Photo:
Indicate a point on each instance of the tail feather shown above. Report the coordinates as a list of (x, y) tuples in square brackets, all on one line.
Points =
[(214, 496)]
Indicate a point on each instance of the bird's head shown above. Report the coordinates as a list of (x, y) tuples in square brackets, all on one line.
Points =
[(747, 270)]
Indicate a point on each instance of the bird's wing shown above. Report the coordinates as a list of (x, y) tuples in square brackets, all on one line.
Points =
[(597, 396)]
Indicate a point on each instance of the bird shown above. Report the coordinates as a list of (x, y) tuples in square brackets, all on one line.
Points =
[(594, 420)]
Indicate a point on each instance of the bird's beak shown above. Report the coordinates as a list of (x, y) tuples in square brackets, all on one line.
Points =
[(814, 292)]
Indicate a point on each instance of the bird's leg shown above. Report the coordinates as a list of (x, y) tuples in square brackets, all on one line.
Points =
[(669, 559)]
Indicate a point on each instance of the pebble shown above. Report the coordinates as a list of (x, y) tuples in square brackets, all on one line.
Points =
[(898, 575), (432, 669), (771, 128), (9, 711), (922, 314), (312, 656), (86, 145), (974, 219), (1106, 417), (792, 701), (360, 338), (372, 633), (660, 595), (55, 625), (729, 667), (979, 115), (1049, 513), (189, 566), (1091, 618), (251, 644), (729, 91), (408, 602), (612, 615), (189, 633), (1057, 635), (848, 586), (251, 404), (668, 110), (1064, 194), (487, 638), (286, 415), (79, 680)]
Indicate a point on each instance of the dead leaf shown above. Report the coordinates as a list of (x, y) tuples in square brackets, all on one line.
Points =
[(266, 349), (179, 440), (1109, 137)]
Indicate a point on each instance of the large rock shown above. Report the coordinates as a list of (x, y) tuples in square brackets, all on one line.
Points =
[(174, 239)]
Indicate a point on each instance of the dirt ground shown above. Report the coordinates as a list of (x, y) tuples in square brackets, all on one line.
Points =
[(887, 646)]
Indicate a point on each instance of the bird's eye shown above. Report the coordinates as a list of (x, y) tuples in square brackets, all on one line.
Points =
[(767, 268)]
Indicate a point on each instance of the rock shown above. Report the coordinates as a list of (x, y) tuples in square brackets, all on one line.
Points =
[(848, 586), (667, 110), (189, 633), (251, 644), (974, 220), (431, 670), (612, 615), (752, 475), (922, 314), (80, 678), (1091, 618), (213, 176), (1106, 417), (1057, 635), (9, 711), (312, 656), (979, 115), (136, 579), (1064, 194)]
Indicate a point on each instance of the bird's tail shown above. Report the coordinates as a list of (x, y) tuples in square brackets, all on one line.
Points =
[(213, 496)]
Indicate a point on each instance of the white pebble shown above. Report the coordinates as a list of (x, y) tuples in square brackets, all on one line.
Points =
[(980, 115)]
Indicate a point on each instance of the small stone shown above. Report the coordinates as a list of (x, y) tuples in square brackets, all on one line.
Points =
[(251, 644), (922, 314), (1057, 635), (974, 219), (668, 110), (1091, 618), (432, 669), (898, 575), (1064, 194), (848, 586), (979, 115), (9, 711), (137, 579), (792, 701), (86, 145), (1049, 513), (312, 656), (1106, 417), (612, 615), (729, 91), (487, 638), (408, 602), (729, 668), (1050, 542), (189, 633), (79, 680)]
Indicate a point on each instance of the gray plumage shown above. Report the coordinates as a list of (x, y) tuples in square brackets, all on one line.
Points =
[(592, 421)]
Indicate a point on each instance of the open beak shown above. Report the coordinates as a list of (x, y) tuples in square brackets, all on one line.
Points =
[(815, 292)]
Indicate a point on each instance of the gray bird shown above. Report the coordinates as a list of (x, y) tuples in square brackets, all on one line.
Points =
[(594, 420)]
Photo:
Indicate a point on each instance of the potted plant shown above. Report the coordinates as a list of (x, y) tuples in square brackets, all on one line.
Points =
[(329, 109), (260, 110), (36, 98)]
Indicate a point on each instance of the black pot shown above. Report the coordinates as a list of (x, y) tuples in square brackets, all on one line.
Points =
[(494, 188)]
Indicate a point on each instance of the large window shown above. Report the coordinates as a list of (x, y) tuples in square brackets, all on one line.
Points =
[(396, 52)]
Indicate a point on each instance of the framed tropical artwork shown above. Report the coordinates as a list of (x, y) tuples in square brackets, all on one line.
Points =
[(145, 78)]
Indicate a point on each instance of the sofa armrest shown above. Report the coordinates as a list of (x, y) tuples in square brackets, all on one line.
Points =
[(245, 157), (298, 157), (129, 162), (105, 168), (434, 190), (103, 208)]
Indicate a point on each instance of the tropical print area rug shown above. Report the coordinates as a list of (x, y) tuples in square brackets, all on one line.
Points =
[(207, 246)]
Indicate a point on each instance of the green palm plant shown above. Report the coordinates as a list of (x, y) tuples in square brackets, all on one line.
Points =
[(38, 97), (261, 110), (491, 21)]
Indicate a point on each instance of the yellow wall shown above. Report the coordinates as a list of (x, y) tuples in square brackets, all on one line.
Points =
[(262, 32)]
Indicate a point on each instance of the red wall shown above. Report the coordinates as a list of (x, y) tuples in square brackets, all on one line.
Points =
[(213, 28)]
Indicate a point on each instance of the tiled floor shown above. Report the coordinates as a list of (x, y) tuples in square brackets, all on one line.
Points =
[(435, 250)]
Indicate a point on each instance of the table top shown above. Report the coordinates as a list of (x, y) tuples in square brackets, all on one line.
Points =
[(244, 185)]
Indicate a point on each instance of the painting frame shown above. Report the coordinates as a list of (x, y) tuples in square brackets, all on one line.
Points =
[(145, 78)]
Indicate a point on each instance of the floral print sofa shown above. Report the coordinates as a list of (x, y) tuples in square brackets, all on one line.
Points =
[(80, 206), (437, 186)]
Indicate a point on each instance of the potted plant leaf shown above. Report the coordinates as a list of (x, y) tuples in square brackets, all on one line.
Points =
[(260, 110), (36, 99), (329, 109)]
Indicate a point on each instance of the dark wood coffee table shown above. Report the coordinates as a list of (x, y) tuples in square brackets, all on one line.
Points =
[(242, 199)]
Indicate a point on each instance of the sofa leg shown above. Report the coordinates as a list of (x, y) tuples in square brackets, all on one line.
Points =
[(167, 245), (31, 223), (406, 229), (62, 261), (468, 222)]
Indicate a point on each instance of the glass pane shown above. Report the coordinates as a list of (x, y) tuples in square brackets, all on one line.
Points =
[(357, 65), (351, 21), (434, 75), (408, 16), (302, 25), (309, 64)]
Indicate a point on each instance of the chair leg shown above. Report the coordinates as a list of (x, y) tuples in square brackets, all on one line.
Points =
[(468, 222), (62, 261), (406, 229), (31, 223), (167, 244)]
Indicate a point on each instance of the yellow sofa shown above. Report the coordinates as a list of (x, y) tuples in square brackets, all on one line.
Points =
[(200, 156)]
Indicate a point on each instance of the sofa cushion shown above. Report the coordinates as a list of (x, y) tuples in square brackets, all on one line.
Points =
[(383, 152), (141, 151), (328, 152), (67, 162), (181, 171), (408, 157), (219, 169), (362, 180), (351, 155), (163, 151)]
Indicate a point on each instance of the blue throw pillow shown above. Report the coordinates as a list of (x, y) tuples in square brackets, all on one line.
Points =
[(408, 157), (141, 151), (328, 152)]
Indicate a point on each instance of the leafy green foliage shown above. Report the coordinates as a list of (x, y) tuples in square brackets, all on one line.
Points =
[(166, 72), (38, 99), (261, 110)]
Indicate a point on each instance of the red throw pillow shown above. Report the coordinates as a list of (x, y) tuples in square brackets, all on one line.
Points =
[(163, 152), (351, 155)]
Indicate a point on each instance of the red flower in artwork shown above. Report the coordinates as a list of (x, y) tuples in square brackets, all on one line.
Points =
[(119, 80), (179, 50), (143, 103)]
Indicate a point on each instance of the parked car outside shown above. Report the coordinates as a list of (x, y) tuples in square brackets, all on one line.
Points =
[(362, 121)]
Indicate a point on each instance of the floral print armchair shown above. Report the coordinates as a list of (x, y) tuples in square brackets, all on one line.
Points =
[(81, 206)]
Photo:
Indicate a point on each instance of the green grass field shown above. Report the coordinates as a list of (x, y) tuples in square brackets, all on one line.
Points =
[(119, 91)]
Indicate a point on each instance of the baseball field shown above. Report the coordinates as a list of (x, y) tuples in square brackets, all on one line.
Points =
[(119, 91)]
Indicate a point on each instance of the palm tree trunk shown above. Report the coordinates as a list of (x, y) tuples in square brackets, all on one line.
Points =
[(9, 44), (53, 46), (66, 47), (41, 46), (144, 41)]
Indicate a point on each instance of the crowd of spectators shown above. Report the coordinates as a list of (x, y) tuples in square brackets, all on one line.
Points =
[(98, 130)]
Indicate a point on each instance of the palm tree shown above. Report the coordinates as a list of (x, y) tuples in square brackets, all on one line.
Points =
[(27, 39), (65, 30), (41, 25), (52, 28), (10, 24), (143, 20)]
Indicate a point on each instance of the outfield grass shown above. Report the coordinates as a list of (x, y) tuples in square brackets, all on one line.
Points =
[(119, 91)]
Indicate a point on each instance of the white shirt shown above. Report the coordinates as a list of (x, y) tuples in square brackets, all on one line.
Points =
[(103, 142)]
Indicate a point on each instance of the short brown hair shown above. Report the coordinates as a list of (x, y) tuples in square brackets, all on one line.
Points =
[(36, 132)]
━━━━
> [GIVEN REQUEST]: Nothing outside the span should appear: transcribe the lines from the one containing "Indicate a point on each instance of the crowd" through the last line of the records.

> [EXERCISE SOLUTION]:
Indicate a point on each instance of the crowd of spectators shown above. Report the coordinates as a list of (x, y) tuples in square brackets, all on one line.
Points =
[(98, 130)]
Indicate a point on each instance of the palm tree shown above. Report the coordinates as a list of (x, y) tuples in square brackets, all on one line.
Points =
[(27, 39), (65, 30), (41, 25), (52, 28), (10, 24), (143, 20)]
Indicate a point on each instance of the outfield grass shown above. Report the coordinates as a list of (x, y) tuples in square brackets, all on one line.
Points =
[(119, 91)]
Indicate a point on each instance of the white shirt shown above. Report the coordinates as a list of (x, y) tuples in square brackets, all on one line.
Points =
[(103, 142)]
Indicate a point on each instance of the short brown hair shown above. Report the coordinates as a list of (x, y) tuples in square brackets, all on one line.
Points =
[(36, 132)]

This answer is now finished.